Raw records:
____________________

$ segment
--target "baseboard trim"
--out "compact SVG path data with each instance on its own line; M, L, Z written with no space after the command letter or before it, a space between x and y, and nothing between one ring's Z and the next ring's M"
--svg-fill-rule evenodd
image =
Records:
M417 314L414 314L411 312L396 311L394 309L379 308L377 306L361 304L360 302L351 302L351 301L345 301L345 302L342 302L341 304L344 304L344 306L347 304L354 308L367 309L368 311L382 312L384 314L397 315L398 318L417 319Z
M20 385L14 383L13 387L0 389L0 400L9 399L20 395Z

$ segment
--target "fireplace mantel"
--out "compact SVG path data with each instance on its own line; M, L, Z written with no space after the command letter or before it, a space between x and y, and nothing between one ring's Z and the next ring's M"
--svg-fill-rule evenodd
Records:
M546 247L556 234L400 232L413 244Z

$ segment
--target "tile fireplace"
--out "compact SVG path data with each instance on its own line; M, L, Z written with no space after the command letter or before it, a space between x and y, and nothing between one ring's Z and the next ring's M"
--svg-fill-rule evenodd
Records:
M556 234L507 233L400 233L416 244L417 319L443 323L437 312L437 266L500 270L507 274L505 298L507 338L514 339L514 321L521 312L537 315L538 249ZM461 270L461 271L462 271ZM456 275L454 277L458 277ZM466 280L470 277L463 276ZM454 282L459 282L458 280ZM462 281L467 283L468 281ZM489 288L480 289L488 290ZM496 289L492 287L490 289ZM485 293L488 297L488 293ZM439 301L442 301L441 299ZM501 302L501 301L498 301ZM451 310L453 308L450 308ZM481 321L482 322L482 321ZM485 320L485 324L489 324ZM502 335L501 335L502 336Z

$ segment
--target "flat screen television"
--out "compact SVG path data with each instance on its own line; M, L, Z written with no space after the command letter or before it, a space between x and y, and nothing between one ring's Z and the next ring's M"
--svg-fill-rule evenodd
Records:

____________________

— Exercise objective —
Rename "baseboard trim" to "floor molding" in the lines above, then write out all of the lines again with nothing else changed.

— Reply to the exercise —
$ segment
--target "floor molding"
--out "compact SVG path data with each instance on its own line; M, L, Z written with no space after the command letter or before it, a space between x and y, and nothing between one ring's Z and the next ring's M"
--svg-fill-rule evenodd
image =
Records:
M417 314L414 314L411 312L396 311L394 309L379 308L377 306L361 304L360 302L351 302L351 301L345 301L345 302L342 302L341 304L344 304L344 306L347 304L354 308L367 309L368 311L382 312L384 314L397 315L398 318L417 319Z
M20 385L14 383L13 387L0 389L0 400L9 399L20 395Z

$ segment
--target "fireplace mantel"
--out "compact SVG path data with each instance on its own line; M, L, Z written with no space after the command letter or before it, a space between x and y, and nothing between one ring's Z and the next ring's M"
--svg-fill-rule evenodd
Records:
M546 247L556 234L400 232L413 244Z

$ segment
--target "tile fireplace"
--out "compact SVG path data with each instance on its own line; M, L, Z written with no space after the command letter or before it, a space between x and y, and nothing between one ring's Z and the next ring's M"
--svg-fill-rule evenodd
Records:
M556 234L507 233L400 233L416 244L417 319L443 323L437 312L437 266L500 270L507 274L505 298L507 338L514 339L514 321L521 312L537 315L538 249ZM461 270L461 271L462 271ZM456 275L454 277L458 277ZM466 280L470 277L463 276ZM454 282L459 282L458 280ZM462 281L467 283L468 281ZM489 288L480 289L488 290ZM496 289L492 287L490 289ZM485 293L488 297L488 293ZM439 301L442 301L441 299ZM501 302L501 301L498 301ZM451 310L453 308L450 308ZM481 321L482 322L482 321ZM485 320L485 324L489 324ZM502 335L501 335L502 336Z

$ segment
--target "flat screen television"
--out "compact SVG path data with each instance on its own line; M, L, Z written with no space after the command letter or before it, a space between x and y, and nothing between one ring's Z and the next ring's M"
--svg-fill-rule evenodd
Records:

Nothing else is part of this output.